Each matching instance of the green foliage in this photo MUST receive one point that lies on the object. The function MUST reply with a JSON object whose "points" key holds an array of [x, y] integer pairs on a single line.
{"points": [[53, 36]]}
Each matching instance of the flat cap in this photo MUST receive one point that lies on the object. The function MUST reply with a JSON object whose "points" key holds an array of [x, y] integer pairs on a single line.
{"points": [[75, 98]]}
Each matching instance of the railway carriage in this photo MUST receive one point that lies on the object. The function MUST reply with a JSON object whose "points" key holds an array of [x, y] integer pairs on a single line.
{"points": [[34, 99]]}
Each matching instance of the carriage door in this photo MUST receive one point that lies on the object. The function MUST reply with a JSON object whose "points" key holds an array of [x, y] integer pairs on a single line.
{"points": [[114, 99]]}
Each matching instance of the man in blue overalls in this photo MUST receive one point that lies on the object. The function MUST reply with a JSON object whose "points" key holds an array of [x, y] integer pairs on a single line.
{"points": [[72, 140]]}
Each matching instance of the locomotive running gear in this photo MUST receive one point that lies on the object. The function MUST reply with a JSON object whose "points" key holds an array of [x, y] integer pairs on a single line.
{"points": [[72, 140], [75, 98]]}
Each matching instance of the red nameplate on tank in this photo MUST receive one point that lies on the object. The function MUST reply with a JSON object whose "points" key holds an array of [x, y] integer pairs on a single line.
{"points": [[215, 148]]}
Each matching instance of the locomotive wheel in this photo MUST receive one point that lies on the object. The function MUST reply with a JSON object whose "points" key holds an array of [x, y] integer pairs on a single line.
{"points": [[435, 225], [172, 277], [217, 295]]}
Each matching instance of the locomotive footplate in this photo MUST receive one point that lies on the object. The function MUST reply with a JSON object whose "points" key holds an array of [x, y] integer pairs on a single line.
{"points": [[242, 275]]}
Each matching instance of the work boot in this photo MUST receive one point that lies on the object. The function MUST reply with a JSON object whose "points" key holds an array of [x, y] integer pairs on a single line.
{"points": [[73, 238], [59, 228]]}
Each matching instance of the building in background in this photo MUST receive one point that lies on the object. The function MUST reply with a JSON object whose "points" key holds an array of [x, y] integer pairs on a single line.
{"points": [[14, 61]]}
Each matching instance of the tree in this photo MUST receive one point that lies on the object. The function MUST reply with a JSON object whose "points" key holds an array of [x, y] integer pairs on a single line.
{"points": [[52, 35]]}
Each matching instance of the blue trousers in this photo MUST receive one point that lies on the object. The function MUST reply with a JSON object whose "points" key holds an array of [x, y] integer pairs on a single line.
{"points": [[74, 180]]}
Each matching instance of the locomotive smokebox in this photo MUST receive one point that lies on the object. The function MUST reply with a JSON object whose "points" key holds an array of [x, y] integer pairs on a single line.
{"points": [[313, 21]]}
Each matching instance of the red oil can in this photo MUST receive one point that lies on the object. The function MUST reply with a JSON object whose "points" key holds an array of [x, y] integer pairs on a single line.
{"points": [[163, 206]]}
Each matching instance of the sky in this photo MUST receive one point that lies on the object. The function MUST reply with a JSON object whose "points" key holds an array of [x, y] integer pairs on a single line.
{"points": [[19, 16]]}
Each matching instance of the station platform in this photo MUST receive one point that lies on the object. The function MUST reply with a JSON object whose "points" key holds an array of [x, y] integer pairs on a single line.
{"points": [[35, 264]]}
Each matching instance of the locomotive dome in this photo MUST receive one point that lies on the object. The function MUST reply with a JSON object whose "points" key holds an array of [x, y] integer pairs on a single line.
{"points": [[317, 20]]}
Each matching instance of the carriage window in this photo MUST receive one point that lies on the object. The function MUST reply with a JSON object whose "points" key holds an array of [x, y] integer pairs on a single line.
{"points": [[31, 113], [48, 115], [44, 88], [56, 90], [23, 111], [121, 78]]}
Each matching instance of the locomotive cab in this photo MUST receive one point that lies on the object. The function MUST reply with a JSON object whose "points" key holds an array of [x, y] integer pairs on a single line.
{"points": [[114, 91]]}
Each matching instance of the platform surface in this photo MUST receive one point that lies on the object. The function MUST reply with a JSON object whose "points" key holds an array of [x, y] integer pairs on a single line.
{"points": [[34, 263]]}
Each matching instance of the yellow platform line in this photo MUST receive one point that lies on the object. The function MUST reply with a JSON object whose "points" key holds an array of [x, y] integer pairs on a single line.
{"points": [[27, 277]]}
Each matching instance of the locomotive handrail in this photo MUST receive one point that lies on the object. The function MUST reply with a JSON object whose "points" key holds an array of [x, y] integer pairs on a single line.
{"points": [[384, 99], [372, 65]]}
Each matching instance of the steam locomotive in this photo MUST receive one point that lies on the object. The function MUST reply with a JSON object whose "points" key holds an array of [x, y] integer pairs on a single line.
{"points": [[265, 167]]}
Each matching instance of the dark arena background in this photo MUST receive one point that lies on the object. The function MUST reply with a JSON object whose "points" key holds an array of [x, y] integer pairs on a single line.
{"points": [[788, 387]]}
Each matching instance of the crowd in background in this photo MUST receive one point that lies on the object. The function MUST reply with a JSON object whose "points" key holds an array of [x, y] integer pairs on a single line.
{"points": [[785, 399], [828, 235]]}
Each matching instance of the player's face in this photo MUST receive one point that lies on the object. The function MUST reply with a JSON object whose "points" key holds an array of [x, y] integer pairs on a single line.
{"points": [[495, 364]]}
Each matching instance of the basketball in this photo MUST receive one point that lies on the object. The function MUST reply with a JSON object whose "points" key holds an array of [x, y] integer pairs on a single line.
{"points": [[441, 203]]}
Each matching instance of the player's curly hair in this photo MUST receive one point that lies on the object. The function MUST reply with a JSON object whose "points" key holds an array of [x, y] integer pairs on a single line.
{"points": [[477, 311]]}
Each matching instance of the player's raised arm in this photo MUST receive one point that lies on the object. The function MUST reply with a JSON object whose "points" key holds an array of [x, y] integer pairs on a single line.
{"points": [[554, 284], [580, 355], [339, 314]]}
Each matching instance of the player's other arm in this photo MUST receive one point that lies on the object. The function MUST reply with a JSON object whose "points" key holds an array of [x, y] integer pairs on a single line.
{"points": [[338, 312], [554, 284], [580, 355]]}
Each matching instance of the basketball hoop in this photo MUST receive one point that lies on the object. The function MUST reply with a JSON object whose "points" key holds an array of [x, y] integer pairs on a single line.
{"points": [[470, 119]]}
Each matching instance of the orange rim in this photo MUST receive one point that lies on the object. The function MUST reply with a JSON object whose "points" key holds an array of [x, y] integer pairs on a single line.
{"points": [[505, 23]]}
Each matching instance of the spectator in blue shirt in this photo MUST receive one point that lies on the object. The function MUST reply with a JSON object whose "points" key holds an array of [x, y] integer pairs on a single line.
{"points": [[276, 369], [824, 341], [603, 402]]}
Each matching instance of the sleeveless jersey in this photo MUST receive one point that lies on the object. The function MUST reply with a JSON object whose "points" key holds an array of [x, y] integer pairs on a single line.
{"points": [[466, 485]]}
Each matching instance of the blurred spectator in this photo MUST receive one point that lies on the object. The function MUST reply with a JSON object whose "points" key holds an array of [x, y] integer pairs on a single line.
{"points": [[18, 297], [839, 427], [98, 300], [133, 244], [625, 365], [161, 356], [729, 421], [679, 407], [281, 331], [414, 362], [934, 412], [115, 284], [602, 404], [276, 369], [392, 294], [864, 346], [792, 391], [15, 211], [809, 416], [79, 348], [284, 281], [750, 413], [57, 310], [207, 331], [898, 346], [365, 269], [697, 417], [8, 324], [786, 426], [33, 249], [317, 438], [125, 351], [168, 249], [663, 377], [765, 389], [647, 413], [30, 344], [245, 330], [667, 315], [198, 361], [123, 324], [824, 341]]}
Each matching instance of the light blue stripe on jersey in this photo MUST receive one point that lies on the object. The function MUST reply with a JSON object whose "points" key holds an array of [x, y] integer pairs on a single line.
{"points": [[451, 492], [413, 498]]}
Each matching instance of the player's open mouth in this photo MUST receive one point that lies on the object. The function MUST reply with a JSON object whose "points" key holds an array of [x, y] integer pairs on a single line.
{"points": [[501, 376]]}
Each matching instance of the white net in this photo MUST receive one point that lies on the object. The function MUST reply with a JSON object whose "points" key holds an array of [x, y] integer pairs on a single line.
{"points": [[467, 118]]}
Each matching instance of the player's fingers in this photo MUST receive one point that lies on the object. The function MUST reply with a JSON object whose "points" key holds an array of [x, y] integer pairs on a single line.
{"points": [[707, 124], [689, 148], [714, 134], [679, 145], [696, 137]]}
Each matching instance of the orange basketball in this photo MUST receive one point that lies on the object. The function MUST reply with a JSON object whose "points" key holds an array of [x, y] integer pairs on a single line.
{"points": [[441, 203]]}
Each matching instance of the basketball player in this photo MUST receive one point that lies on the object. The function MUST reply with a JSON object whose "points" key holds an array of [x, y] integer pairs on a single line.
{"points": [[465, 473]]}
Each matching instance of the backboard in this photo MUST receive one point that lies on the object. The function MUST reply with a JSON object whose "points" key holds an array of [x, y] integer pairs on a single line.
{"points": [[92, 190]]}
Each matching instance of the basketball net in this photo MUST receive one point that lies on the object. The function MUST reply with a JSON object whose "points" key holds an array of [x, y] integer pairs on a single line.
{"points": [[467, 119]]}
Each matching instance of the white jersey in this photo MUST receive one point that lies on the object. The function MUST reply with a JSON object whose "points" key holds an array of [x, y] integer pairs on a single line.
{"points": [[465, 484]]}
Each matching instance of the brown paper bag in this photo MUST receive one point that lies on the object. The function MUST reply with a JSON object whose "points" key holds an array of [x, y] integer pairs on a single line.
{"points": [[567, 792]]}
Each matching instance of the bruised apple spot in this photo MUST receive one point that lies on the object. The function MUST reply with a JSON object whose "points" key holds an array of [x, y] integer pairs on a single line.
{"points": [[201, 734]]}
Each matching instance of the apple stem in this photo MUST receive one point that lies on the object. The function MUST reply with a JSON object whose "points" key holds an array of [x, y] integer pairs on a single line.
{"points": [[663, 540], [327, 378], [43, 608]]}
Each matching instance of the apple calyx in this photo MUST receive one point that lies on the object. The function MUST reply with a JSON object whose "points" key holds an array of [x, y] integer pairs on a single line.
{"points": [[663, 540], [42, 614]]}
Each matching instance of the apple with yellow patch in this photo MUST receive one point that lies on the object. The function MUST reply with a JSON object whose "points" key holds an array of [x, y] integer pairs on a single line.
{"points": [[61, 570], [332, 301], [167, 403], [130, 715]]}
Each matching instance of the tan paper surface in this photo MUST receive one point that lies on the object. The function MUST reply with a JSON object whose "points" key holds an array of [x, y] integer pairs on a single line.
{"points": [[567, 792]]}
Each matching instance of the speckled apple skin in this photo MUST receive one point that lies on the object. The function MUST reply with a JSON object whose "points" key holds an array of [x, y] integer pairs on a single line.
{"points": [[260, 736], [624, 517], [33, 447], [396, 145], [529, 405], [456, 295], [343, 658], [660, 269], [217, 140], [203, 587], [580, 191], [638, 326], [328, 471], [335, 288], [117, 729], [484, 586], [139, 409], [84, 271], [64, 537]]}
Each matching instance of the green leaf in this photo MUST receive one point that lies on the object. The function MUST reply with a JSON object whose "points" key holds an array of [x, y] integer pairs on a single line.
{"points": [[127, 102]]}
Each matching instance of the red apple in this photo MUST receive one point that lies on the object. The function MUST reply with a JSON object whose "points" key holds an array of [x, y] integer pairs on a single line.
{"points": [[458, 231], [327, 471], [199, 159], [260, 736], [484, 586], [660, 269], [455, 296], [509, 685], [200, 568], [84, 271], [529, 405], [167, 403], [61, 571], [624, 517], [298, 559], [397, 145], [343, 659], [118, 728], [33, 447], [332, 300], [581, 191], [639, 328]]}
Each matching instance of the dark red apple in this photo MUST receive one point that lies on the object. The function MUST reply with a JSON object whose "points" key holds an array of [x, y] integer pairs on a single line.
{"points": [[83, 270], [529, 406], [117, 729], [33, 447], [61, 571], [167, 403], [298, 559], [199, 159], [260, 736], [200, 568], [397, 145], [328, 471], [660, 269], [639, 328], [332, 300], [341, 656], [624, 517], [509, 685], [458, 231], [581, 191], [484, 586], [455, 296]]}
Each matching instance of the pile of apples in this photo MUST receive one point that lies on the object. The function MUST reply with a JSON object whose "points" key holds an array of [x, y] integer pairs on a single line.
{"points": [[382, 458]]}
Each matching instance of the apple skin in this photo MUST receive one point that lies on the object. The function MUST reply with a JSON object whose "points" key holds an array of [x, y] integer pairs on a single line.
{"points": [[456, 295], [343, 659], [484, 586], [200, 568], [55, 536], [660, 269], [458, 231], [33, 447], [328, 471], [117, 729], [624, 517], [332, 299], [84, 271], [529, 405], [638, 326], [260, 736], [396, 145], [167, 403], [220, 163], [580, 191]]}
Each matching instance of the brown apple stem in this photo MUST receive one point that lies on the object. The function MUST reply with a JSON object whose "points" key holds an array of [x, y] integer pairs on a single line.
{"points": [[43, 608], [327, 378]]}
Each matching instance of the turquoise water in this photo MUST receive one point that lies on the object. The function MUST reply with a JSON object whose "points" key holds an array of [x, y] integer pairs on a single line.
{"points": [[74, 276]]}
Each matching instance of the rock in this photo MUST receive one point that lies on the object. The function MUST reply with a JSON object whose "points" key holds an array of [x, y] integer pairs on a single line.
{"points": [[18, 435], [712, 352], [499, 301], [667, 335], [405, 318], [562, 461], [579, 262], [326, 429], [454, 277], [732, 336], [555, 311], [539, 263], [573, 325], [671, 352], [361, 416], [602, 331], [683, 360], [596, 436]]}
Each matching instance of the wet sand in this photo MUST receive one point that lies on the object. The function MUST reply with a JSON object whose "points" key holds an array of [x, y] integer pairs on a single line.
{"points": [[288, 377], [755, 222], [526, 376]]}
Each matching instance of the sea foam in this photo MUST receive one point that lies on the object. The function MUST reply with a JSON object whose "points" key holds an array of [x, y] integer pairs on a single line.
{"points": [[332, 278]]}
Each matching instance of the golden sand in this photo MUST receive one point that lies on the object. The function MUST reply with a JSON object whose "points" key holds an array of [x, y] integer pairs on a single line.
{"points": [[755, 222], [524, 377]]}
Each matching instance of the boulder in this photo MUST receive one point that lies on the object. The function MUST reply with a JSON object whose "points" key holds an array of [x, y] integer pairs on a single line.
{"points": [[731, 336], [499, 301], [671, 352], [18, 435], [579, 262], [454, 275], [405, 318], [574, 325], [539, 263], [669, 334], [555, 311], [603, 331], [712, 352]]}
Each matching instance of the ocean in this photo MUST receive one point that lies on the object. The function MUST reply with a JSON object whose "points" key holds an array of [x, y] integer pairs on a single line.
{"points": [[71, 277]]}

════════════════════

Rewrite the records from the line containing "Each matching instance of the brown apple" through the end of the records, changing every "sea foam" to "surf" and leaving all else untouched. Return only those lines.

_WRITTEN ANSWER_:
Each matching instance of the brown apple stem in this photo MUST receive one point that lies on the object. The function MUST reply with a JSON object whose "points" key holds an array of [x, y] integer pairs on a single line.
{"points": [[43, 608], [327, 378]]}
Each matching instance of the turquoise water in this photo MUST receive one point that lies on the object. The function MUST reply with a JSON object whose "points" key holds an array of [x, y] integer pairs on a single line.
{"points": [[74, 276]]}
Each matching instance of the rock in this photo MUST receive one point that lies on the object. The function MUST reply with a JSON object whose "points" key holds an array of [x, y] integer pairs on a single line.
{"points": [[18, 435], [712, 352], [499, 301], [667, 335], [405, 318], [562, 461], [579, 262], [326, 429], [454, 277], [732, 336], [555, 311], [539, 263], [573, 325], [671, 352], [361, 416], [602, 331], [683, 360], [596, 436]]}
Each matching instance of the wet sand in this photo MUST receive one point that lies on the object. The function MUST reply with a JSON object whose "points" key holds an array of [x, y] integer pairs on a single line.
{"points": [[288, 377], [755, 222], [526, 376]]}
Each matching instance of the surf in this photo MUST receive one point that lies on the object. The function MUST reply with a JSON object whose "points" key holds an array of [x, y] integer pairs on a single line.
{"points": [[332, 278]]}
Each matching instance of the golden sand in this photo MUST receive one point that lies on the object. The function MUST reply with a JSON object whose "points" key holds an array of [x, y] integer pairs on a single line.
{"points": [[755, 222], [524, 377]]}
Each matching instance of the boulder in this photo MUST receive one point that lies on the object. The function MUST reply with a JSON object whose "points" key holds an array of [x, y] integer pairs on a single line.
{"points": [[731, 336], [499, 301], [671, 352], [18, 435], [579, 262], [454, 275], [405, 318], [574, 325], [539, 263], [669, 334], [555, 311], [603, 331], [712, 352]]}
Each matching instance of the ocean in this photo MUST receive one point that lies on the object. The function MUST reply with a JSON object whose "points" key holds an array of [x, y] integer pairs on a single line.
{"points": [[71, 277]]}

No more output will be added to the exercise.